**Selected passage:**
··········
= Japanese immigrant villages in Taiwan =

The Japanese immigrant village in Taiwan was established during the Japanese colonial period between 1895 and 1945. The purpose of establishing this village was to provide suitable land for the Japanese immigrant to settle in Taiwan. The land that the government intended to establish as immigrant villages was to undergo a land and forestry survey to verify the land was vacant and assess its suitability to act as immigrant village land. The immigrant villages could be divided as privately conducted or publicly conducted. It could also be divided by occupation, a majority being farming immigrants, but also with fishing, mining, forestry and industrial immigration. The total number of Japanese immigrants during the colonial period was 500,000 people.

== Background ==
The purpose of establishing the villages was to resolve Japan’s overpopulation and to use Taiwan as a testing ground for expansion into the South Seas.

The immigration process was divided into four major periods.

The initial privately conducted immigration period 1895–1908, where the first immigrant village was established;

The publicly conducted period by the Karenkō Prefecture 1909–1917, which introduced around 1700 immigrants into Eastern Taiwan;

The privately conducted period by Taitō Prefecture 1917–1932, where the immigrants mainly settled in Taitung (台東);

The later publicly conducted immigration period 1932–1945, with its development based in Western Taiwan.
··········
**Dataset entries:**
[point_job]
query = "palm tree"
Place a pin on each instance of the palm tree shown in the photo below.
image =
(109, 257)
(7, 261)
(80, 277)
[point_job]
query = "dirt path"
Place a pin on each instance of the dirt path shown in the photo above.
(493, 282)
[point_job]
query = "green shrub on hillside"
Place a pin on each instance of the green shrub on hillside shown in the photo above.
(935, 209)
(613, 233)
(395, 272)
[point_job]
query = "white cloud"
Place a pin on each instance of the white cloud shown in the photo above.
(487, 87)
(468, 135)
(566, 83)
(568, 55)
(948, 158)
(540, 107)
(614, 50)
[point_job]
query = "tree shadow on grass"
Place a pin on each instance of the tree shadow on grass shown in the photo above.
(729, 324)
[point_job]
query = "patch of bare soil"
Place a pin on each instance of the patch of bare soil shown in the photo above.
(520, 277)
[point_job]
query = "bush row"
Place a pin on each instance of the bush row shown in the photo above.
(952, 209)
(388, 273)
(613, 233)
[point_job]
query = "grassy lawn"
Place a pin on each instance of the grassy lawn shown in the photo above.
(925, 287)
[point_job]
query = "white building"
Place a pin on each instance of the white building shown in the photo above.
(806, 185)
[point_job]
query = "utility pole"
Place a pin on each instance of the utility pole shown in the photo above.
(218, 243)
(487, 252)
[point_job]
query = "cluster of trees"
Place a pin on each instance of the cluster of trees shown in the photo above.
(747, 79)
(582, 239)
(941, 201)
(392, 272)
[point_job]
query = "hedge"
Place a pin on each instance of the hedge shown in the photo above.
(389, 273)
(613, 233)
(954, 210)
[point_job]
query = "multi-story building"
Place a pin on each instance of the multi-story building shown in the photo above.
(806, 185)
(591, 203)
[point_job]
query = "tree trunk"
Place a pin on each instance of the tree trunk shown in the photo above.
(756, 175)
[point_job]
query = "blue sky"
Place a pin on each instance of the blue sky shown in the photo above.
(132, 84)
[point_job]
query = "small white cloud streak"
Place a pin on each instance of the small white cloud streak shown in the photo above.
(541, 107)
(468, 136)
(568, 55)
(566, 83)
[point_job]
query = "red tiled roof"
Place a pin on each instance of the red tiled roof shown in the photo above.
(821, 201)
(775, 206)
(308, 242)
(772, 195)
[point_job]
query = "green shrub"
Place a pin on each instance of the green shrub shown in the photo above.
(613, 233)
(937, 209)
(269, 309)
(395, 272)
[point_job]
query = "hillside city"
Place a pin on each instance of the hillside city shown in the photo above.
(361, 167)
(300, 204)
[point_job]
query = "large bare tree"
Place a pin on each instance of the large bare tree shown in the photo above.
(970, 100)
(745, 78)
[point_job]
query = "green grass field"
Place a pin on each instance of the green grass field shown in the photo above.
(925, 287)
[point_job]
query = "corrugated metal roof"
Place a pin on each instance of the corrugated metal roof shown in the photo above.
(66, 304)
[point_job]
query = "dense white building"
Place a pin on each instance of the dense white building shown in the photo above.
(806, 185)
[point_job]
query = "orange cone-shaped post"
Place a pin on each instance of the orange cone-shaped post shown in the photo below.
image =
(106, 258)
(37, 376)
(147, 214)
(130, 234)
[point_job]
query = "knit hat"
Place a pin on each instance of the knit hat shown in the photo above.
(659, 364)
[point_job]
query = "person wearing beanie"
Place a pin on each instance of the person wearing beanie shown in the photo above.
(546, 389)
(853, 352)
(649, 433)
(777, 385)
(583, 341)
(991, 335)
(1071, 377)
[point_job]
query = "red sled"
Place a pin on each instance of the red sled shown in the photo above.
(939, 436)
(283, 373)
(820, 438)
··········
**Things to do:**
1 - Answer these questions using the passage on Japanese immigrant villages in Taiwan:
(a) How many Japanese immigrants came to Taiwan in total during the colonial period?
(b) Around how many immigrants did the Karenkō Prefecture bring into Eastern Taiwan?
(c) In which part of Taiwan was development based during the 1932–1945 period?
2 - Carry the passage on Japanese immigrant villages in Taiwan forward from its final sentence.
The records have nothing to do with the passage on Japanese immigrant villages in Taiwan.

**Replies:**
1 -
(a) 500,000 people.
(b) Around 1700.
(c) Western Taiwan.

2 -
When Japanese colonial rule ended in October 1945, all Japanese immigrants were sent back to Japan but limited in the resources they could bring home. They were only permitted to take one set of winter and summer clothing, one blanket and with cash of no more than 1000 Yen.

== The Main immigrant villages ==

=== Kata Immigrant Village ===
In 1899, the Japanese entrepreneur Katakinsaburou (賀田金三郎) privately recruited immigrants to move to Taiwan. The Kata immigrant village (賀田移民村), established in Wuquan City (吳全城) of modern-day Hualien County, was not only the first immigrant village established in Eastern Taiwan, but also the first Japanese immigrant village in the world. There were around 133 families and 385 residences in the village. However, due to its geographic location and the fact of being a privately administrated village, locals lacked trust in the residents. Moreover, the immigrants could not achieve self-sufficiency and so several died and others returned to Japan. Hence, the first period of the Japanese Immigration was not so successful.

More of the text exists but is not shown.